[Stored items]
==================================================
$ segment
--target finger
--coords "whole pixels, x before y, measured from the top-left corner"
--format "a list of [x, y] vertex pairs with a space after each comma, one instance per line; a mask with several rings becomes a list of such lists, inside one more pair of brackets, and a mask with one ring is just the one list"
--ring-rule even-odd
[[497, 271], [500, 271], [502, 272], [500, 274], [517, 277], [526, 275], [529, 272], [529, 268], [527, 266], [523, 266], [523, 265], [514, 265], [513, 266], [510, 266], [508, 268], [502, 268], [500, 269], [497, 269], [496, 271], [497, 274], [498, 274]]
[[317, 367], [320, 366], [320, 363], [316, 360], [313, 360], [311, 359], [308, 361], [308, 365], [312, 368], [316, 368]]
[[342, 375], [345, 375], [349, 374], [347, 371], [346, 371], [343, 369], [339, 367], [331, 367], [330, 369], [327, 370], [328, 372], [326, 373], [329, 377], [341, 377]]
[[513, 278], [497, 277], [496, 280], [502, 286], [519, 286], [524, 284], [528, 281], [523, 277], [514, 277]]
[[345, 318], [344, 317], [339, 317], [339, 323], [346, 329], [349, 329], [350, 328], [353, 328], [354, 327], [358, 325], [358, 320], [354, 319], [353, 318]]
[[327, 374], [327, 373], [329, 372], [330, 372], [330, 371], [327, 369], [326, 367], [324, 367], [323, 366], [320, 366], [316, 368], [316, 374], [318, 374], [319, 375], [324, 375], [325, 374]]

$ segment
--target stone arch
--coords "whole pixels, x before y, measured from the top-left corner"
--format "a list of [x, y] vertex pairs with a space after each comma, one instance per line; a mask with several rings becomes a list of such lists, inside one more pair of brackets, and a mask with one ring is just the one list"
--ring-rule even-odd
==================================================
Write out every one of the records above, keeping each line identical to the original.

$ segment
--target finger
--coords "whole pixels, x before y, measured from the top-left corner"
--format "a list of [x, y] vertex pairs with a space after each comma, one instance per line; a mask with several rings becomes a list of such lists, inside one more pair of brackets, and a mask with one ring is just the one list"
--ring-rule even-odd
[[497, 271], [500, 271], [502, 272], [500, 274], [517, 277], [526, 275], [529, 272], [529, 268], [527, 266], [523, 266], [523, 265], [514, 265], [513, 266], [510, 266], [508, 268], [502, 268], [500, 269], [497, 269], [496, 271], [497, 274], [498, 274]]
[[317, 367], [320, 366], [320, 363], [316, 360], [313, 360], [311, 359], [308, 361], [308, 365], [312, 368], [316, 368]]
[[342, 375], [345, 375], [349, 374], [347, 371], [346, 371], [343, 369], [339, 367], [331, 367], [330, 369], [327, 370], [328, 372], [326, 373], [329, 377], [341, 377]]
[[513, 278], [497, 277], [496, 280], [502, 286], [519, 286], [524, 284], [528, 281], [523, 277], [514, 277]]
[[345, 318], [344, 317], [339, 317], [339, 323], [346, 329], [349, 329], [350, 328], [353, 328], [354, 327], [358, 325], [358, 320], [354, 319], [353, 318]]
[[327, 374], [327, 373], [329, 372], [330, 372], [330, 371], [327, 369], [326, 367], [324, 367], [323, 366], [320, 366], [316, 368], [316, 374], [318, 374], [319, 375], [324, 375], [325, 374]]

$ segment
--target stone arch
--coords "whole pixels, x before y, measured from the top-left corner"
--format "a list of [x, y] vertex pairs with a space after each comma, one instance per line; a mask with several rings becomes a list of such lists, inside one more pair of brackets, and a mask with one ring is just the one list"
--ring-rule even-odd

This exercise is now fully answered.